Activity> In the entries below, identify every line with the string "dark" and copy it.

Image-backed grounding data>
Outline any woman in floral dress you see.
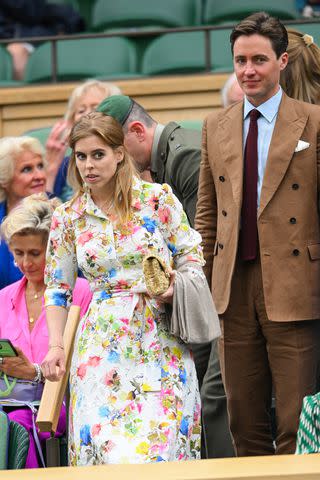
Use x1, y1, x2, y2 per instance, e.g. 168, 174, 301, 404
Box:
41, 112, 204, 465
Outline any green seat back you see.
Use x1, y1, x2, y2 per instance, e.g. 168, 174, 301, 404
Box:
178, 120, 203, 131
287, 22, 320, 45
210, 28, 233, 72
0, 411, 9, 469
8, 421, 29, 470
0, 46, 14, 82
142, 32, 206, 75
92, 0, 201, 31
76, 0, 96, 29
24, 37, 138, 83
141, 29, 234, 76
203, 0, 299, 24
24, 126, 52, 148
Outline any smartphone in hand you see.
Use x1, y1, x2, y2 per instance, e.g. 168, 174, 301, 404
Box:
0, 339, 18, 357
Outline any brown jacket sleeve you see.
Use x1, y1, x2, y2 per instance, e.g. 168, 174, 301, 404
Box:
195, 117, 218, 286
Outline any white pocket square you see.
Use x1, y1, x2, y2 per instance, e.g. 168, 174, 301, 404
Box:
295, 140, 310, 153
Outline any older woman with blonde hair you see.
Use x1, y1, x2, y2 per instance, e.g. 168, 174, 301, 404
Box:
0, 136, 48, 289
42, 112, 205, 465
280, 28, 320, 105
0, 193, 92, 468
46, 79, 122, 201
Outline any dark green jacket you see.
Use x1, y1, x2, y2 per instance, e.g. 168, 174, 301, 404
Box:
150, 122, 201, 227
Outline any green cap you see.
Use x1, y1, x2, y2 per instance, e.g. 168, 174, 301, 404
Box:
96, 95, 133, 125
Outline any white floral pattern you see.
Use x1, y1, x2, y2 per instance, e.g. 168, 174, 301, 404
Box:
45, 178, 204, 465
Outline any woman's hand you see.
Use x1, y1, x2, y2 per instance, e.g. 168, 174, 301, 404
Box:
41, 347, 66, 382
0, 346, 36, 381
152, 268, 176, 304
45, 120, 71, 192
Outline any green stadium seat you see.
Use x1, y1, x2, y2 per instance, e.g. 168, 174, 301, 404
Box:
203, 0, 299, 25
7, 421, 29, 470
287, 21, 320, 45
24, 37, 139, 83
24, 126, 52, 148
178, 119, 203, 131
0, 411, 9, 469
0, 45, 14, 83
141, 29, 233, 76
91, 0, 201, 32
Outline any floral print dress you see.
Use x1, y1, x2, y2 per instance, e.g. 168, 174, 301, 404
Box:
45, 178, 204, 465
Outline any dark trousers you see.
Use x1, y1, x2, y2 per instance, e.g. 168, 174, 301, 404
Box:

Response for this exercise>
Outline any dark green jacket you see.
Outline any dark trousers you see.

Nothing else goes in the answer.